▶ [Given passage]:
------------------------------------------------------------------------

I Wasn't a Cat Person. Then the Pandemic Happened


I was still trying to establish a spot in the fridge to wedge my groceries in when New York announced its quarantine. My new home was above a local soaperie, giving the halls an air of basil, eucalyptus and rosemary. It was a new building in Bushwick with shiny amenities and garbage collecting outside for rats to rummage through. Amber, my new roommate, liked to make feasts for her boyfriend, Thomas, leaving sauce-coated plates and mugs of dish water to collect in the sink. The other, Blu, was a production assistant who only appeared at night after a few drinks, dropping glass containers of pineapple he’d cut the night before or leaving his food in the oven, setting off the fire alarm.

------------------------------------------------------------------------

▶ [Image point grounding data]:
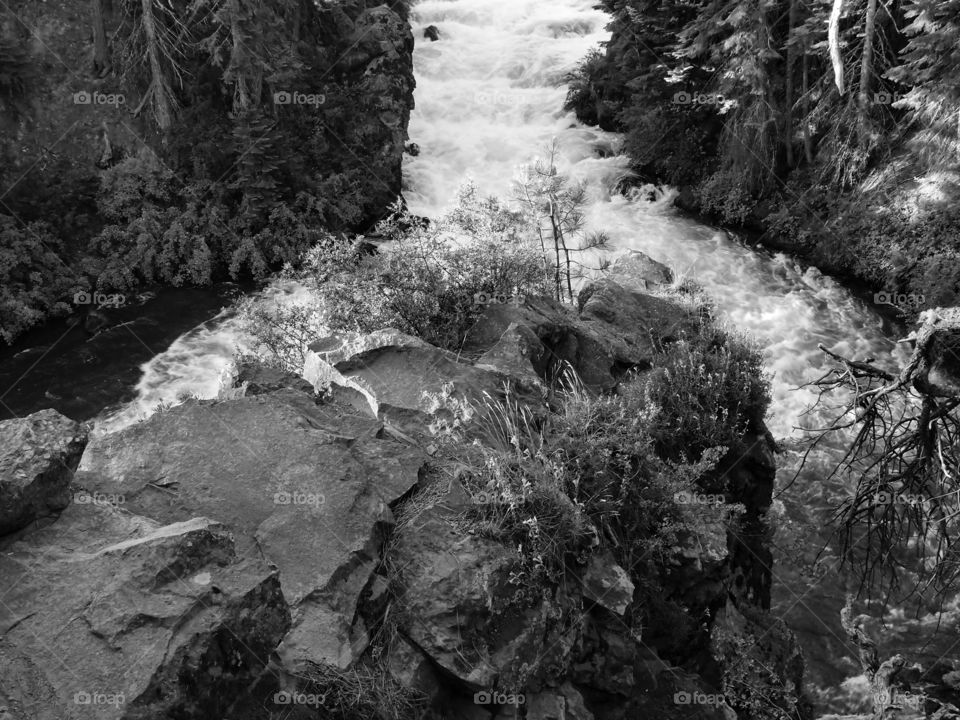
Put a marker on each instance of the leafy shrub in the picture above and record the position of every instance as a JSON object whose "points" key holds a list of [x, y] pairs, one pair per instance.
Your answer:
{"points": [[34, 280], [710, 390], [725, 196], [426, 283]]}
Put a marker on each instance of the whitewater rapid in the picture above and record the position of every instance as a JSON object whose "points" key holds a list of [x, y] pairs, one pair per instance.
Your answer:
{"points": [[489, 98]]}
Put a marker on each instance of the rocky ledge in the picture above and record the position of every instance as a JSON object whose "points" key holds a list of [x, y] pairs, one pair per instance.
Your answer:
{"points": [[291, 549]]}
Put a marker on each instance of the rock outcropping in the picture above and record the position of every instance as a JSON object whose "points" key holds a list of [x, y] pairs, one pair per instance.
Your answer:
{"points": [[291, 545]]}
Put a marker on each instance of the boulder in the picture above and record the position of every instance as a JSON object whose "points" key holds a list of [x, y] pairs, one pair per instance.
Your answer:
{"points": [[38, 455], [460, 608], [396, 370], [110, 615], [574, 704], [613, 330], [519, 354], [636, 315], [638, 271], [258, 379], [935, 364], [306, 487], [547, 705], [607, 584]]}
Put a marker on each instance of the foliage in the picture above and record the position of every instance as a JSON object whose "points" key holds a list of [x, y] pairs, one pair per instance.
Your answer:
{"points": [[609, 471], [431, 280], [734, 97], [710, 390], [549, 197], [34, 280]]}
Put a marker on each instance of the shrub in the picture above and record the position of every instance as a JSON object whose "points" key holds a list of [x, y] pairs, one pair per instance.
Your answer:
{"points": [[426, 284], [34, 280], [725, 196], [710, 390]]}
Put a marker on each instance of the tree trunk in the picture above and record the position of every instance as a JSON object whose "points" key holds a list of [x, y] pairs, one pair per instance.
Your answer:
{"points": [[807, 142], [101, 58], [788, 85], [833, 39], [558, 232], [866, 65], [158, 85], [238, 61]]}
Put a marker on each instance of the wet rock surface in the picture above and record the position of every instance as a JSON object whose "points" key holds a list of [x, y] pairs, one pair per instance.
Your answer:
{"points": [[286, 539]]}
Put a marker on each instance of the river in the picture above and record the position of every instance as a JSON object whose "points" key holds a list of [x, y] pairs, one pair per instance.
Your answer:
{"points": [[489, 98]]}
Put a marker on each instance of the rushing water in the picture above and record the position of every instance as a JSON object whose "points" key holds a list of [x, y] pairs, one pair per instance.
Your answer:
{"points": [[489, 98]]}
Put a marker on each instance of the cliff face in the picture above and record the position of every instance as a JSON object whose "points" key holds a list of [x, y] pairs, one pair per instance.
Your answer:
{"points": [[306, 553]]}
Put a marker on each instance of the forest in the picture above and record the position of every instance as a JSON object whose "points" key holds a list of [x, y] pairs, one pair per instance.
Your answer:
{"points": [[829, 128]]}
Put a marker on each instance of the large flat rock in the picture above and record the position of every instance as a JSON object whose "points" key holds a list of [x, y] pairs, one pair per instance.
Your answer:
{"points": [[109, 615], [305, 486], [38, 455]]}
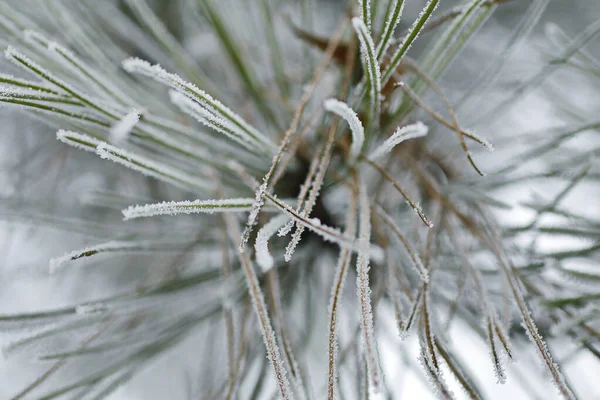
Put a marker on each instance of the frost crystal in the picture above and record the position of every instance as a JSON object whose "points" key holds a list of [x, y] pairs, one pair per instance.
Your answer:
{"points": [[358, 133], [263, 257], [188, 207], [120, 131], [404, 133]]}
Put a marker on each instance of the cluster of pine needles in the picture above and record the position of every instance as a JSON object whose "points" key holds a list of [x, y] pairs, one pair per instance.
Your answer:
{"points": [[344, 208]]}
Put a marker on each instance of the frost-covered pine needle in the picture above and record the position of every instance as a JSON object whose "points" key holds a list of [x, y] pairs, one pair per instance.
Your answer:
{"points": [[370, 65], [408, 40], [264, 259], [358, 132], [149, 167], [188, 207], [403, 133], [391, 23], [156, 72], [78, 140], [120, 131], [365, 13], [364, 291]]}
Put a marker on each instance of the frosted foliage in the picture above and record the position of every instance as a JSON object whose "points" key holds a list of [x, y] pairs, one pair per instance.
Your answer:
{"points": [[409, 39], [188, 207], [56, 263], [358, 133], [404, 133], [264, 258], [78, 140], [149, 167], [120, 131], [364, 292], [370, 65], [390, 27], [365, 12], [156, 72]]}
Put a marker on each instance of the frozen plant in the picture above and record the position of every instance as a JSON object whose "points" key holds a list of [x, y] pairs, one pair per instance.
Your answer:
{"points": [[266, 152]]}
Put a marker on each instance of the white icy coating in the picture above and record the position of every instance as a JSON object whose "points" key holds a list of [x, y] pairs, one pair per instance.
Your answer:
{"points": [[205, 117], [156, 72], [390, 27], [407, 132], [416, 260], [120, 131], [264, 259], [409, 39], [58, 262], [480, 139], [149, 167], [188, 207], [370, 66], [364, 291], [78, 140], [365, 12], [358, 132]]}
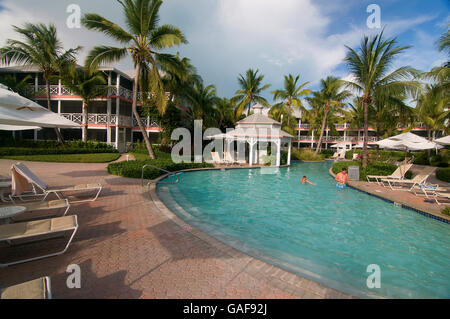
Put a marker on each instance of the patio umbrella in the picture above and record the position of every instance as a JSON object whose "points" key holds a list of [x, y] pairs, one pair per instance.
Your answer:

------------------------------------------------------------------------

▶ [Task item]:
List every person named in the passage about the new Bushwick apartment.

▶ [Output below]:
Amber, Thomas, Blu